- **WORK ITEM**
Output each record exactly. Leave none out.

MATERIAL PROVIDED: Begin

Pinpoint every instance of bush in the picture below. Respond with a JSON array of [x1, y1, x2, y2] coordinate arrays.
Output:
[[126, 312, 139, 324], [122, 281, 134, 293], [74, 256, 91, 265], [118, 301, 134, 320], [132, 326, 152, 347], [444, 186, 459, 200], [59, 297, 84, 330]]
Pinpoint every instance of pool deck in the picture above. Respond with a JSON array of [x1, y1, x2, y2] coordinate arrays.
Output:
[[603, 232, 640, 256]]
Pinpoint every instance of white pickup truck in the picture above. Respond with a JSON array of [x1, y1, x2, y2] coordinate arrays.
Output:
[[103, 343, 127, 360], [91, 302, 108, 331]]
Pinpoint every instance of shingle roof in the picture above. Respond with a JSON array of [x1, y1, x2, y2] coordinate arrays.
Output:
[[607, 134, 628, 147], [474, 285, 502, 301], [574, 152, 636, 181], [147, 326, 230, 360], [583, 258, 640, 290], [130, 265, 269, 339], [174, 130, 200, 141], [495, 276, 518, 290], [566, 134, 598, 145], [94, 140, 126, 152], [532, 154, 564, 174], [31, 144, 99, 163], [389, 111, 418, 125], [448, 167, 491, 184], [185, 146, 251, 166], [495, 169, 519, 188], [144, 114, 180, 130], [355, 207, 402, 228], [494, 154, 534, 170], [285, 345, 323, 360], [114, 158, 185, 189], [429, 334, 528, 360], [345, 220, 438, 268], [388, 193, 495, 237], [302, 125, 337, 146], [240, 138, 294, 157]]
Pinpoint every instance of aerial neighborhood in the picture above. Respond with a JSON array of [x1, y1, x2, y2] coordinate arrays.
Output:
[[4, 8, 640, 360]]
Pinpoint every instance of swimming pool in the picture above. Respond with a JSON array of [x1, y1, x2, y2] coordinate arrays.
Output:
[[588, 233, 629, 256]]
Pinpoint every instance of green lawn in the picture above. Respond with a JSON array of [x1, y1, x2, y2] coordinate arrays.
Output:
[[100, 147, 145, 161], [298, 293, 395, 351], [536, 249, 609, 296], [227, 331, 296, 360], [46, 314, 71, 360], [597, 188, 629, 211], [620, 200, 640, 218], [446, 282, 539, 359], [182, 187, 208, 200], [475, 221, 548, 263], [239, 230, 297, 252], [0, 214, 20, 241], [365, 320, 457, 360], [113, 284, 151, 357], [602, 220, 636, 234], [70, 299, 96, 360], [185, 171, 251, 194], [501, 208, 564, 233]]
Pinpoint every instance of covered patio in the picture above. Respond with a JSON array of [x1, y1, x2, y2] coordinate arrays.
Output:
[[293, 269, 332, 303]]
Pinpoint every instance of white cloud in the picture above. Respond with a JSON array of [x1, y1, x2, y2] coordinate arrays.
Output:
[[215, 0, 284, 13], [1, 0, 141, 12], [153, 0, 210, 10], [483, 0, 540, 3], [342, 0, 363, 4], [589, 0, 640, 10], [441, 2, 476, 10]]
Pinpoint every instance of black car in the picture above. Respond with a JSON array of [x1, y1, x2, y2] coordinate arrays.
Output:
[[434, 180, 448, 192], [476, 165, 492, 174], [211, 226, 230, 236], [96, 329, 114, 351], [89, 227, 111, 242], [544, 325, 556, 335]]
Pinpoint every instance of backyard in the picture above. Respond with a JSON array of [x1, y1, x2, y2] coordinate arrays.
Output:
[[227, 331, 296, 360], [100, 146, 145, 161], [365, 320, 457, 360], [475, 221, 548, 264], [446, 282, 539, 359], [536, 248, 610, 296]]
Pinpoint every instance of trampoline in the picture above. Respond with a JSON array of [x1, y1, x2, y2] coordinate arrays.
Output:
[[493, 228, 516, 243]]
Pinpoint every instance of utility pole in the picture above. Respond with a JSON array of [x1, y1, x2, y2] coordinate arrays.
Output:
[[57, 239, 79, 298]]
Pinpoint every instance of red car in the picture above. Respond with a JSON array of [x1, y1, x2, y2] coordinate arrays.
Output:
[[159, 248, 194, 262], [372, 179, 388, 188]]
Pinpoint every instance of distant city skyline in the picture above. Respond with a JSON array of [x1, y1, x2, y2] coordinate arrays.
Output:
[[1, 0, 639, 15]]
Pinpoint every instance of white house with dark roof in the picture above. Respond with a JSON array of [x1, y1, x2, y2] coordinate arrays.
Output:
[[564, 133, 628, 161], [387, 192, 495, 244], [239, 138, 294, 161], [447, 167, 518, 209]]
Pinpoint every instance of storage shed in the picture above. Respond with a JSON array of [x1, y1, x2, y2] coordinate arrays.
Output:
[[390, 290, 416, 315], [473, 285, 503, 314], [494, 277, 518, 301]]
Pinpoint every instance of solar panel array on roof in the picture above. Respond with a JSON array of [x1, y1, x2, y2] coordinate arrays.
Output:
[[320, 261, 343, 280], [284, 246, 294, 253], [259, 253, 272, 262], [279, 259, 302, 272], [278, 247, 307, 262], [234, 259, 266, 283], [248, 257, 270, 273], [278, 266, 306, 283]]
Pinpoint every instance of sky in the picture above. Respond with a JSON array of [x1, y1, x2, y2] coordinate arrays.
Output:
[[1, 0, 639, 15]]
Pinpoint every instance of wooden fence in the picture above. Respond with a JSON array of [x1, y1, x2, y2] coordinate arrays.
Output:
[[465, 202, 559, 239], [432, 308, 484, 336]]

MATERIAL PROVIDED: End

- **EXPECTED ANSWER**
Pinpoint every instance of bush in the picture below. Respond with a JSON array of [x1, y1, x2, y2] coordinate arrays.
Output:
[[126, 312, 139, 324], [122, 281, 134, 293], [74, 256, 91, 265], [118, 301, 134, 320], [132, 326, 152, 347], [444, 186, 459, 200], [59, 297, 84, 330]]
Pinpoint every instance of pool deck in the picture above. Respond with a JSON array of [x1, y1, x2, y2] coordinate arrays.
Output:
[[603, 232, 640, 256]]
Pinpoint every instance of white pickup truck in the picture above. Respond with a JSON array of [x1, y1, x2, y2] coordinate arrays.
Output:
[[103, 343, 127, 360], [91, 302, 108, 331]]
Pinpoint every instance of shingle roof in the picture above. Respond with a JSON array of [x1, y1, x2, y2] coordinate arrays.
Output:
[[607, 134, 628, 147], [474, 285, 502, 301], [574, 152, 636, 181], [147, 326, 230, 360], [583, 258, 640, 290], [130, 265, 269, 339], [174, 130, 200, 141], [495, 276, 518, 290], [566, 134, 598, 145], [94, 140, 126, 152], [532, 154, 564, 174], [31, 144, 99, 163], [389, 111, 418, 125], [448, 167, 491, 184], [185, 146, 251, 166], [495, 169, 519, 188], [144, 114, 180, 130], [355, 207, 402, 228], [494, 154, 534, 170], [285, 345, 323, 360], [114, 158, 185, 189], [429, 334, 528, 360], [345, 220, 438, 268], [388, 193, 495, 237], [302, 125, 337, 146], [240, 138, 294, 157]]
Pinpoint every instance of aerial neighborhood in the picture above. Respond with a JSON array of [x1, y1, x2, y2] coordinate arrays.
Output:
[[4, 8, 640, 360]]
Pinpoint every instance of swimming pool in the picture above. Respond with a JSON array of [x1, y1, x2, y2] coordinate arrays.
Output:
[[588, 233, 629, 256]]
Pinpoint every instance of green lawn in the picture above. Respond with a JSON array of [x1, y1, x2, y2] coordinate arrays.
Output:
[[100, 147, 145, 161], [298, 293, 395, 351], [536, 249, 609, 296], [227, 331, 296, 360], [46, 314, 71, 360], [597, 188, 629, 211], [620, 200, 640, 218], [446, 282, 539, 359], [182, 187, 208, 200], [475, 221, 548, 263], [239, 230, 297, 252], [0, 214, 20, 241], [365, 320, 457, 360], [113, 284, 151, 357], [602, 220, 636, 234], [70, 299, 96, 360], [185, 171, 251, 194], [501, 208, 564, 233]]
Pinpoint every instance of covered patio in the picture above. Respond with a JSON array of [x1, y1, x2, y2] coordinate arrays.
Output:
[[293, 269, 332, 303]]
Pinpoint every instance of white cloud in the picture above. Respond with a JSON array of [x1, y1, x2, y2] coordinate arrays.
Output:
[[215, 0, 284, 13], [1, 0, 141, 12], [153, 0, 210, 10], [483, 0, 540, 3], [342, 0, 363, 4], [589, 0, 640, 10], [441, 2, 476, 10]]
Pinpoint every instance of black car in the picture above. Respond with a JSON array of [x1, y1, x2, y2] coordinate arrays.
Output:
[[434, 180, 448, 192], [476, 165, 492, 174], [211, 226, 230, 236], [96, 329, 114, 351], [89, 227, 111, 242], [544, 325, 556, 335]]
Pinpoint every instance of backyard in the picture above. Respond with a JSON array of [x1, y1, x2, y2] coordinate arrays.
Output:
[[227, 331, 296, 360], [100, 146, 145, 161], [365, 320, 457, 360], [475, 221, 548, 264], [446, 282, 539, 359], [536, 248, 610, 296]]
Pinpoint every instance of trampoline in the picture above. Respond with a JSON array of [x1, y1, x2, y2] coordinate arrays.
Output:
[[493, 228, 516, 243]]
Pinpoint every instance of utility pole in the picture above. Respond with a JSON array of [x1, y1, x2, y2] coordinate arrays.
Output:
[[57, 239, 79, 298]]
Pinpoint every instance of red car in the picture above. Respond with a JSON array of [x1, y1, x2, y2] coordinate arrays.
Output:
[[159, 248, 194, 262], [372, 179, 388, 188]]
Pinpoint every instance of distant city skyline in the picture above. Respond with a JSON array of [x1, y1, x2, y2] coordinate arrays.
Output:
[[1, 0, 639, 15]]
Pinpoint every instance of white house with dark roof in the picture above. Respond with a JSON array of [x1, y1, x2, y2] coordinate arrays.
Output:
[[564, 133, 628, 161], [387, 192, 495, 244], [239, 138, 294, 161], [447, 167, 518, 209]]
Pinpoint every instance of storage shed in the picture above. Respond with a JSON array of [x1, y1, x2, y2] coordinate arrays.
Output:
[[390, 290, 416, 315], [473, 285, 503, 314], [494, 277, 518, 301]]
Pinpoint every instance of solar panel array on roof in the picture above. Respond with a JSON array of [x1, y1, x2, y2] coordinate arrays.
Output:
[[320, 261, 343, 280], [284, 246, 294, 253], [259, 253, 272, 262], [279, 259, 302, 272], [278, 247, 307, 262], [234, 259, 266, 283], [248, 257, 270, 273], [278, 266, 306, 283]]
Pinpoint every instance of sky in the picture above. Respond with a JSON array of [x1, y1, x2, y2] coordinate arrays.
Output:
[[1, 0, 639, 15]]
Pinpoint every instance of wooden fence in the picture above. Respond with a JSON array of [x1, y1, x2, y2] coordinate arrays.
Output:
[[465, 202, 559, 239], [432, 308, 484, 336]]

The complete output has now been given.